## [Short exercise 1]
In the conference short course text below, shorten the paragraph beginning "Pre-conference short courses are offered each year" into a bulleted list that keeps its main facts.
## [Short exercise 2]
In the conference short course text below, in which building are the short courses held?

Pre-conference short courses are offered each year as an opportunity to dive a little deeper into topics that interest our learning community. Four separate short courses are scheduled this year. Registration for the short course is priced per person; members are offered a discounted rate. Short courses begin on Thursday at 1 p.m. and end on Friday at 11:30 a.m. in the Scheman Building at the Iowa State Center. Lunch prior to and dinner following Thursday’s course are not provided. Thursday evening is an ideal time to go out to dinner with fellow farmers.
For short course attendees only, we offer an optional box lunch you can purchase following the short course on Friday. Due to the short 1-hour break between the end of the short course and the start of the conference on Friday, many short course attendees find this option convenient.
2020 Short Course Topics:
- Organic Weed Control
- Planning for Farmland Succession
- Commercial Apple Orcharding
- Growing Pasture-Raised Meat Supply Chains
Thursday 1 – 6:30 p.m. | Friday 8 – 11:30 a.m.
7 CEU credits approved
For experienced farmers and newcomers alike, managing weeds is one of the biggest production challenges in organic cropping systems. But don’t be deterred! Weeds can be controlled with a variety of tactics.
In this short course, you’ll learn from farmers and other professionals about a range of strategies, from equipment options and timing to using weed ecology, crop stages, soil conditions and even the weather as guides.
Mechanical Weed Control and Weed Ecology
Sam will highlight new and emerging machines on the market, as well as best-use strategies for your current equipment and options to tune up your cultivator – all in the context of how cultivation progresses. He will also talk about weed ecology and how to set the stage for successful weed management.

## [Available data]
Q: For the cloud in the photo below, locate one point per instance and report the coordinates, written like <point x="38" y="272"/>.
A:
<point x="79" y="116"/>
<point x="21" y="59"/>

## [Written answer 1]
- Short courses are offered each year before the conference so attendees can explore topics in more depth.
- Four short courses are scheduled this year.
- Registration is priced per person, and members get a discounted rate.
- Courses run from Thursday at 1 p.m. to Friday at 11:30 a.m. in the Scheman Building at the Iowa State Center.
- Lunch before and dinner after Thursday's course are not provided, and Thursday evening is a good time to go out to dinner with fellow farmers.

## [Written answer 2]
They are held in the Scheman Building at the Iowa State Center.